● What is expected
In the text on tillage crops and prices, what decrease in average tillage farm income for 2023 does the Teagasc Outlook conference suggest?

● Reading passage
But apart from virus and root diseases, foliar disease pressure was generally low in most crops. This left some scope for savings but where this was not possible the higher yields left a higher return on those investments.

However, it must also be said that winter barley did extremely well in many other parts of the country, as did most other crops. There were many superb yields in spring barley, winter wheat, winter oats, winter oilseed rape, maize and beet.

These benefited from the good growing season but they were also helped by the good weather conditions in 2021 which left soil in good physical condition. Even the very wet February across the northern half of the country did little or no real harm.

Prices in paradise

Extraordinary is perhaps the only single word one can use to describe prices in 2022.

Prices had been drifting upwards from the tight supply situation in 2021 but then Russia invaded Ukraine and grain prices exploded.

Prices hit unimaginable levels. Spot wheat prices exceeded €420/t in mid-April and the MATIF December futures climbed above €440/t in late May.

Prices had eased back somewhat by harvest but green grain base prices that sat at just under €300/t before bonuses more than carried the additional production costs.

The story was even more dramatic with oilseed rape where November 2022 MATIF futures got above €850/t and even hit €1,000/t in some instances in May.

At that point, the November 2023 MATIF got up to €800/t but this has now fallen back to €565/t.

Unfortunately, the current price outlook for most crops for 2023 is not looking so rosy.

The recent Teagasc Outlook conference sees a price reduction which, when coupled with increased costs and normal yields, is suggesting a 48% decrease in average tillage farm income in 2023.

Higher costs are a real threat

The main negative in 2022 was unquestionably the hike in input costs, especially fertiliser.

The net impact depended on whether individuals had purchased product ahead of the big price hike, or not.

Price increases of 150% to over 200% added massively to production cost, which could have added an extra €60/t to high input cereal crops. The big concern now is that fertiliser prices could well stay strong, while the price of grain tumbles. We have seen this happen previously.

Energy costs took a big hike also, with diesel, gas and electricity all seeing substantial price increases. Gas prices impacted on fertiliser and electricity, but they have eased considerably from peak and diesel prices have also fallen considerably ahead of next season.

● Material shown
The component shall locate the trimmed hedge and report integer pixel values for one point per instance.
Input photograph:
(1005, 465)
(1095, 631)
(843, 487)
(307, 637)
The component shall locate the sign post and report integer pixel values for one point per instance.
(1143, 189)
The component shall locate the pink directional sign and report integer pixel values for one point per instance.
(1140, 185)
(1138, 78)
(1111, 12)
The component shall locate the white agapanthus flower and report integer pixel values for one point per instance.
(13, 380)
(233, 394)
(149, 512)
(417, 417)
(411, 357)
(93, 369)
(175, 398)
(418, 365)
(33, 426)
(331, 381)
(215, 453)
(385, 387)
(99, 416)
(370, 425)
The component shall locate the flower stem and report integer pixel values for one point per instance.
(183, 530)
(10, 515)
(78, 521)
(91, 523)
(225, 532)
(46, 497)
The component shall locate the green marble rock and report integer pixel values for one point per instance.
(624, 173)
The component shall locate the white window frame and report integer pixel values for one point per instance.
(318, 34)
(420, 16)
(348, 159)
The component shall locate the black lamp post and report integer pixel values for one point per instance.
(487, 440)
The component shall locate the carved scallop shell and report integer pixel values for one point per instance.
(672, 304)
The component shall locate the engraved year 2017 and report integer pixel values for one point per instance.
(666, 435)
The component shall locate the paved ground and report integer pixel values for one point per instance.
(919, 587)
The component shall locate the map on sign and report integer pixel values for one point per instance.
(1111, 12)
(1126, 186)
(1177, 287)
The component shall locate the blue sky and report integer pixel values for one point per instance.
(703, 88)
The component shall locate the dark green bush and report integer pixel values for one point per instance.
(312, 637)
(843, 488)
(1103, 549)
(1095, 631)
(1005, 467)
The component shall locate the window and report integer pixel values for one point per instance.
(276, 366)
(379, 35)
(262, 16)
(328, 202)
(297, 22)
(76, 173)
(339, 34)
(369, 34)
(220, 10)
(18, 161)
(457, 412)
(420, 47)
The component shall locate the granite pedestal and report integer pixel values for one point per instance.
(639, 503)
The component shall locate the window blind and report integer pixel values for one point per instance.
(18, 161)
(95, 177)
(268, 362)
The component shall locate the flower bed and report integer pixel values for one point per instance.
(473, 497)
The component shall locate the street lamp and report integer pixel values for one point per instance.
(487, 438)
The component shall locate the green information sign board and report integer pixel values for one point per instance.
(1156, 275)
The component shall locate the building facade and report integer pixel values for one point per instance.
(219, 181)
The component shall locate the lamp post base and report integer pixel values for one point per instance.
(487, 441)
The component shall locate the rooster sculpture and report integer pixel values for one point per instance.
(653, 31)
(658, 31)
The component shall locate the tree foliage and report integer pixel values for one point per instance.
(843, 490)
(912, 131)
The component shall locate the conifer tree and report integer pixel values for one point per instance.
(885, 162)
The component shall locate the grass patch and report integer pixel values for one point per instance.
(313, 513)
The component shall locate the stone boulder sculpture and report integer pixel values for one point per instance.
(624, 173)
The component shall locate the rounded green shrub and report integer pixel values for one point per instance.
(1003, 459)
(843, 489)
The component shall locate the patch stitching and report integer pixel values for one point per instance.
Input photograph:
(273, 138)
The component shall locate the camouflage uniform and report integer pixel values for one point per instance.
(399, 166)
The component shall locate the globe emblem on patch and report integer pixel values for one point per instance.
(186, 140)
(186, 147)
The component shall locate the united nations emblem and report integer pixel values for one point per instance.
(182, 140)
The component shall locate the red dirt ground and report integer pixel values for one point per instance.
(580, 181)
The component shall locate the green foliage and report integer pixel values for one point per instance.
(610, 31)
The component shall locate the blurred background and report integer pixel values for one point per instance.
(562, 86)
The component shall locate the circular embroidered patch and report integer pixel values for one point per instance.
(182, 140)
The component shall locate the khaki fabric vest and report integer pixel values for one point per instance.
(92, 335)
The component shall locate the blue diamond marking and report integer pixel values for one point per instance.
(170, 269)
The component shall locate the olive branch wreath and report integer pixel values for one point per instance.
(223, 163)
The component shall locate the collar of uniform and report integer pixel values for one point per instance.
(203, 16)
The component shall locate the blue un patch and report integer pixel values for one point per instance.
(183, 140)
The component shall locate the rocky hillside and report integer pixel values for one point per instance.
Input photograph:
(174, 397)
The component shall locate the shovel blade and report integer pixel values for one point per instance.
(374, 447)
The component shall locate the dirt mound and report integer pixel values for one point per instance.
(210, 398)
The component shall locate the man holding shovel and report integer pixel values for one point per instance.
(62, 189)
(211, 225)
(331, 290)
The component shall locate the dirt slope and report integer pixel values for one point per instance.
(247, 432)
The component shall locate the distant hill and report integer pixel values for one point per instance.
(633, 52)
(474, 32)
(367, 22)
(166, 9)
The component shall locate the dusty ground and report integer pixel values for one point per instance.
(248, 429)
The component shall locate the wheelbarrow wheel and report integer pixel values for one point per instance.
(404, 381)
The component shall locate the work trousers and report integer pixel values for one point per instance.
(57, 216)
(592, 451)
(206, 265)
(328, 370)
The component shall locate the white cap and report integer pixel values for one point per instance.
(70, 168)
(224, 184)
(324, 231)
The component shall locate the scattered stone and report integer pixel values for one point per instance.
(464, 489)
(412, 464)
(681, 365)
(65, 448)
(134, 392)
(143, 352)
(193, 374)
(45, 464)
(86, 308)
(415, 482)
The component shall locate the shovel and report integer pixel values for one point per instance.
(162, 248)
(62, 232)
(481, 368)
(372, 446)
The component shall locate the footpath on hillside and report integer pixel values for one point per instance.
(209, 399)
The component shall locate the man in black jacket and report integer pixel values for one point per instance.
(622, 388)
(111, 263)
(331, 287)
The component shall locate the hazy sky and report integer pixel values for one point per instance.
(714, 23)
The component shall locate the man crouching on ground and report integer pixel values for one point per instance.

● Exercise answer
A 48% decrease.